* _STATED PROBLEM 1_
Check the following statements against the text on EPLI and corporate performance and mark each one yes or no, quoting the exact words from the text that settle it. (a) The bootstrap test drew 3000 repeated samples. (b) For corporations of the same type, location and industry are directly tied to corporate performance. (c) When instrumental variables are used, the inhibitory effect is twice that of the original conclusion.
* _STATED PROBLEM 2_
Carry on the text on EPLI and corporate performance, starting right after its last sentence.

* BEGIN PROVIDED TEXT *

First, the regression coefficients can be unstable for various reasons. Regression analysis requires corporate performance to be normally distributed and sensitive to outliers. Outlier problems, collinearity problems, and heteroscedasticity problems can all lead to biased regression results. Additionally, we cannot understand the changing process of the influence trend of EPLI on corporate performance through regression analysis, whereas quantile regression can solve this problem very well. The regression results are shown in Table 5.
Second, we will address the bootstrap test. Here, we mainly replace the initial regression with the bootstrap repeated sampling method to obtain more effective estimation results. This paper uses the results of 3000 repeated sampling as the regression coefficient, and the regression results are shown in column (1) in Table 6.
The promotion of EPLI in China is strongly influenced by policy. Because EPLI’s pilot in China began in some eastern provinces and the industry’s leading corporations, the regions and industries where corporations are located are highly correlated with EPLI’s purchases. However, the location and industry of corporations of the same type are not directly related to corporate performance. Therefore, we can try to use province and industry as candidate instrumental variables, and the test results are shown in columns (2) and (3) of Table 6. The model of the response is shown below, the province and industry in Formula (2) are used as instrumental variables, the RKF test (weak identification test from Cragg–Donald Wald F statistic test) statistic is positive, and the p-value is 0, indicating no weak instrumental variable problem. Equation (3) is a further regression.
EPLIhatit = δ0 + δ1 * Provincei + δ2 * Industryi + μit
Tobin’s Qit = α0 + α1 * EPLIhatit + α2 * Level + α3 * Size + α4 * Cash + α5 * ROA + α6 * Tangibility + α7 * Top10 + α8 * lnAge + α9 * lnAge2 + Yeart + Industryi + εit
Three robustness tests are carried out in this section, and the initial results are passed: from Table 5, in terms of quantiles, corporations in different positions are affected by EPLI to different degrees, but the results are all significant. From Table 6 column (1), after we use bootstrap to sample 3000 times, we see that the effect of EPLI on corporate performance is still significantly negative. From Table 6 column (2), (3), when instrumental variables are considered instead of covariation, we see that the negative impact of EPLI on firms is still significantly negative, indicating that the original conclusion is robust, and the inhibitory effect is four times that of the original conclusion. According to the study of David et al. (2010), this is due to the individual heterogeneity caused by the “local average treatment effect” [55]. Heterogeneity will be analyzed from multiple perspectives later in this paper.

* END PROVIDED TEXT *
* BEGIN DATA EXCERPT *

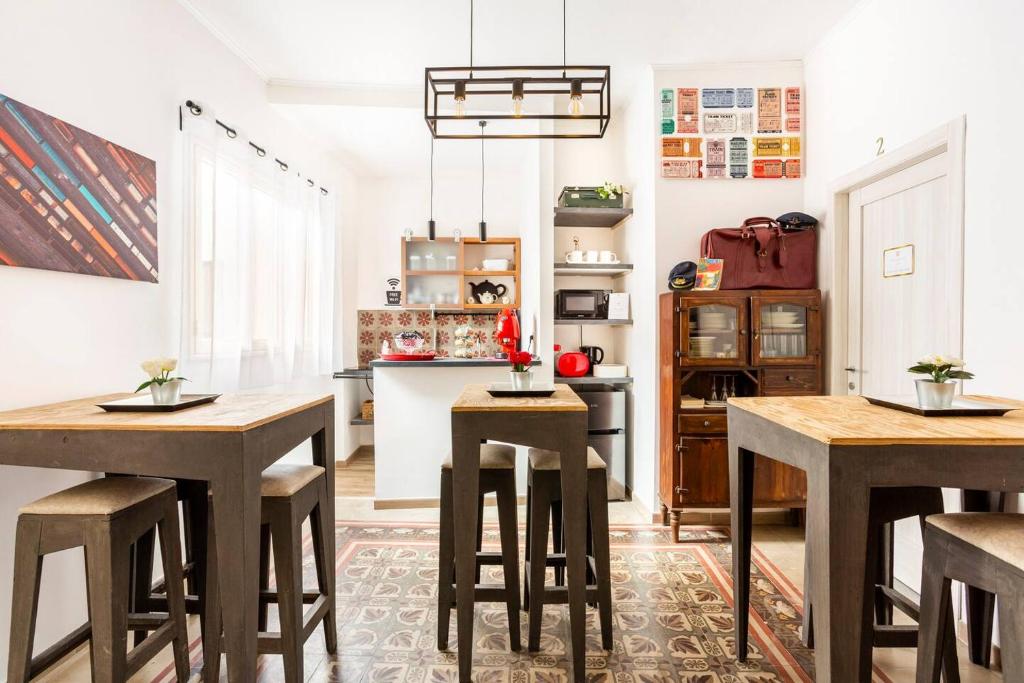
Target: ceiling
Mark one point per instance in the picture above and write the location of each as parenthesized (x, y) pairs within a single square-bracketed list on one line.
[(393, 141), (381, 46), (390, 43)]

* END DATA EXCERPT *

* _EXPECTED ANSWER 1_
(a) Yes: "This paper uses the results of 3000 repeated sampling as the regression coefficient"
(b) No: "the location and industry of corporations of the same type are not directly related to corporate performance"
(c) No: "the inhibitory effect is four times that of the original conclusion"

* _EXPECTED ANSWER 2_
4.3. Mediating Effect Analysis of CSR

When corporations fall into a crisis event, insurance performs the function of compensation for losses, and the moral capital formed by CSR plays a role in restoring wealth [56]. Much of the existing literature discussed the impact of CSR on corporations after crisis events [57,58]. But insurance pricing happens before the crisis, so EPLI’s and CSR’s combined effect on corporate performance should be re-examined. Literature also discussed those long-term corporations, with a high evaluation of CSR liable to reduce the risk of corporate stock price crashes [59]. Some scholars believe that corporations that disclose CSR would eventually generate a competitive disadvantage because unnecessary costs affect profits and shareholder wealth. Whether it is short-term analysis [60], long-term analysis, or market measurement [61] that measures abnormal returns, there is a significant negative correlation between CSR and corporate performance.
From a logical or economic point of view, CSR could play a mediating role. Therefore, this paper uses the stepwise regression method to verify the mediating effect of CSR. This paper selects the CSR score published by Hexun.com as an intermediary variable. The mediation effect model is as follows:
CSRit = β0 + β1 * EPLIit + β2 * Level + β3 * Size + β4 * Cash + β5 * ROA + β6 * Tangibility + β7 * Top10 + β8 * lnAge + β9 * lnAge2 + Yeart + Industryi + εit
Tobin’s Qit = γ0 + γ1 * EPLIit + γ2 * CSRit + γ3 * Level + γ4 * Size + γ5 * Cash + γ6 * ROA + γ7 * Tangibility + γ8 * Top10 + γ9 * lnAge + γ10 * lnAge2 + Yeart + Industryi + εit
where, α1 is still a measure of the impact of EPLI on corporate performance. β1 is a measure of the impact of EPLI on CSR. γ1 measures the direct effect of EPLI on corporate performance, and γ2 measures the mediating effect of CSR. This paper gradually verifies the significance of the regression coefficients. The meanings of other variables in the regression equation are the same as those described above. Due to space limitations, this paper will not elaborate on the principle of the mediation effect model. The regression results are shown in Table 7, where columns (1), (2) and (3) are the regression results of the mediating effect of CSR, and columns (4) and (5) are the analysis results of clustering robust standard errors in both industry and individual directions.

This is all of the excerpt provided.